**SHORT EXERCISE A**: In the ownership terms, which party owns Aggregated/Anonymized Data?

_ _ _ _ _ _ _

3.1 Accredible Ownership. Accredible and its suppliers shall own all right, title and interest in and to any Intellectual Property Rights in and to the Certificate Cloud Services, Content, and derivative works thereof and related materials. Accredible shall own all right, title and interest in and to Aggregated/Anonymized Data and such data shall not constitute Customer Data or Confidential Information of Customer. Accredible may generate and use Aggregated/Anonymized Data for internal analytics, service improvement, benchmarking and other lawful business purposes consistent with Applicable Law. All right, title and interest in Third Party Services is the property of the respective owner.
3.2 Customer Ownership. Customer shall own all right, title, and interest in and to Customer Data and all Intellectual Property Rights therein, including any Credential Output issued by Customer. For clarity, Customer’s ownership of Credential Output does not include any rights in or to any electronic, hosted, or interactive components of a Credential.
4. OPERATION OF THE SERVICES.

_ _ _ _ _ _ _

**SHORT EXERCISE B**: Rewrite the rows from their first line up to and including the line with "x=1238, y=214", replacing each "put a marker on" with "place a point on" and leaving everything else unchanged.

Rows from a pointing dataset
_ _ _ _ _ _ _

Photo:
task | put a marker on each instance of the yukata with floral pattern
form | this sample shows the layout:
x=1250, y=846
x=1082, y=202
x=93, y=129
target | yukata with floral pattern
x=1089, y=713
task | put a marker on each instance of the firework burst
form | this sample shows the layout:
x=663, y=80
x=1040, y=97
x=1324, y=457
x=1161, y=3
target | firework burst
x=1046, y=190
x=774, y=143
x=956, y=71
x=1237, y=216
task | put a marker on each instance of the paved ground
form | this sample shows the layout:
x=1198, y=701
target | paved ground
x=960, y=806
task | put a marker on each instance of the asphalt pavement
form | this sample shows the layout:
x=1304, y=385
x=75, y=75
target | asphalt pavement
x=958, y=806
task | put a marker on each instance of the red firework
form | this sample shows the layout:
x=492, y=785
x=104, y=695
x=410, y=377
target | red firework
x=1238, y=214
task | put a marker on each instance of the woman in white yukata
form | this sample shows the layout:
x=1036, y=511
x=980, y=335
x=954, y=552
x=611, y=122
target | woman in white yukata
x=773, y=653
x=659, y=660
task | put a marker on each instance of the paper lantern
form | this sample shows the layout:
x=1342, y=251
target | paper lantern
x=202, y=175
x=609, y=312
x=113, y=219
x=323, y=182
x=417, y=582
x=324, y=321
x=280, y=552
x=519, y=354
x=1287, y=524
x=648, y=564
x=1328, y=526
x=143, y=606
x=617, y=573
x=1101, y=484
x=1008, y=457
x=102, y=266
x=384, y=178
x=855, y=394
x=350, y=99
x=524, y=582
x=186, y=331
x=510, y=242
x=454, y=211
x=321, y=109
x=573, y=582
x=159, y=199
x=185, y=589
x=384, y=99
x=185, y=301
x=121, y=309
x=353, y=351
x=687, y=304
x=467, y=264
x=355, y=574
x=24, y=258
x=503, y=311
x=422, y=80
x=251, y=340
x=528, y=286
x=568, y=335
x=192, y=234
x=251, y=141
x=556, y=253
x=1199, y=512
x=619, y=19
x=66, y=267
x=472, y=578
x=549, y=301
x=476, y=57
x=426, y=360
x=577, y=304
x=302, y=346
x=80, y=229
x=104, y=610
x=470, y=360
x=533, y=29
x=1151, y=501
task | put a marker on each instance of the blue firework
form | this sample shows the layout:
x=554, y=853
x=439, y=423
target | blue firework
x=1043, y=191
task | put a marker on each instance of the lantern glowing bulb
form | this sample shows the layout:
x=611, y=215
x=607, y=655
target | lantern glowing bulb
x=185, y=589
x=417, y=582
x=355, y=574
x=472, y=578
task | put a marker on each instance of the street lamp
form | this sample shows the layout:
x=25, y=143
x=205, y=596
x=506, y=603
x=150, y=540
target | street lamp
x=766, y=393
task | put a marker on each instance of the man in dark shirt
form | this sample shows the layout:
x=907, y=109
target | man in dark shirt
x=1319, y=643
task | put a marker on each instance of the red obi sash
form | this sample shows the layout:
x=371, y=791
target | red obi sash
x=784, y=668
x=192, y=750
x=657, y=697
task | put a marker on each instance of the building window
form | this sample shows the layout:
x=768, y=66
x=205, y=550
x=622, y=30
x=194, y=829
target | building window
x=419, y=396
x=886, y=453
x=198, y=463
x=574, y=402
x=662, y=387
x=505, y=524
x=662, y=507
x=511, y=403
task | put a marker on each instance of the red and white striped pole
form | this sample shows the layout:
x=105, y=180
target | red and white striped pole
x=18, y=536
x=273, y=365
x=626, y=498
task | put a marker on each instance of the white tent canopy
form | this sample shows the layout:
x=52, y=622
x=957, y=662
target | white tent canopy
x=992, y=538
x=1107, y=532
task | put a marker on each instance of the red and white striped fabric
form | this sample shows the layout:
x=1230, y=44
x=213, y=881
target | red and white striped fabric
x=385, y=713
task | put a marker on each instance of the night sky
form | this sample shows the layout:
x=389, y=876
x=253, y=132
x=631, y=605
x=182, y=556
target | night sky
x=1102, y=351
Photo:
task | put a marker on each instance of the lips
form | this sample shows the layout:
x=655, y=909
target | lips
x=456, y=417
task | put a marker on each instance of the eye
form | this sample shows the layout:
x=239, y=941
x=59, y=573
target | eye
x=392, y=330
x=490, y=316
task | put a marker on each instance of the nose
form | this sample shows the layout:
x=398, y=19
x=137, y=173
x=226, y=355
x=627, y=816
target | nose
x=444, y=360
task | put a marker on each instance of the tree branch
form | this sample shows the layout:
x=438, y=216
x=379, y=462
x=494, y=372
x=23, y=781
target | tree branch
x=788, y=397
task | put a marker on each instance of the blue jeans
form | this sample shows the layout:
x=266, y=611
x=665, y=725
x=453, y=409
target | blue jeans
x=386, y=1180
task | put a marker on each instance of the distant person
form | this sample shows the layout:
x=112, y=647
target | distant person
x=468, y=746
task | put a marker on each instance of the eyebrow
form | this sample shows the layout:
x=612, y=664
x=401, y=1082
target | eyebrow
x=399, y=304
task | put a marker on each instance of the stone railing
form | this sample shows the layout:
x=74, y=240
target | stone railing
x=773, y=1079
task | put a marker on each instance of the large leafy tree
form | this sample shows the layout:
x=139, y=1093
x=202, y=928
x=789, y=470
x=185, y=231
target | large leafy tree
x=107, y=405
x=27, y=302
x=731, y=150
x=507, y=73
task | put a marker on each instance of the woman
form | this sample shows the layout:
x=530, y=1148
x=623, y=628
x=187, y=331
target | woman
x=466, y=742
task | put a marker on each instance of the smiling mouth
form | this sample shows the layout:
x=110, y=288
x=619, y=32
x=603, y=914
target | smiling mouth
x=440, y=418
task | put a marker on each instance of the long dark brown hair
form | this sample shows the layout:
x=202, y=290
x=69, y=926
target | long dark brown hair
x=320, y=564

_ _ _ _ _ _ _

**EXERCISE RESPONSE A**: Accredible

**EXERCISE RESPONSE B**:
Photo:
task | place a point on each instance of the yukata with floral pattern
form | this sample shows the layout:
x=1250, y=846
x=1082, y=202
x=93, y=129
target | yukata with floral pattern
x=1089, y=713
task | place a point on each instance of the firework burst
form | this sample shows the layout:
x=663, y=80
x=1040, y=97
x=1324, y=457
x=1161, y=3
target | firework burst
x=1046, y=190
x=774, y=143
x=956, y=71
x=1237, y=216
task | place a point on each instance of the paved ground
form | this sample shows the layout:
x=1198, y=701
target | paved ground
x=960, y=806
task | place a point on each instance of the asphalt pavement
form | this sample shows the layout:
x=1304, y=385
x=75, y=75
target | asphalt pavement
x=958, y=806
task | place a point on each instance of the red firework
form | this sample shows the layout:
x=492, y=785
x=104, y=695
x=410, y=377
target | red firework
x=1238, y=214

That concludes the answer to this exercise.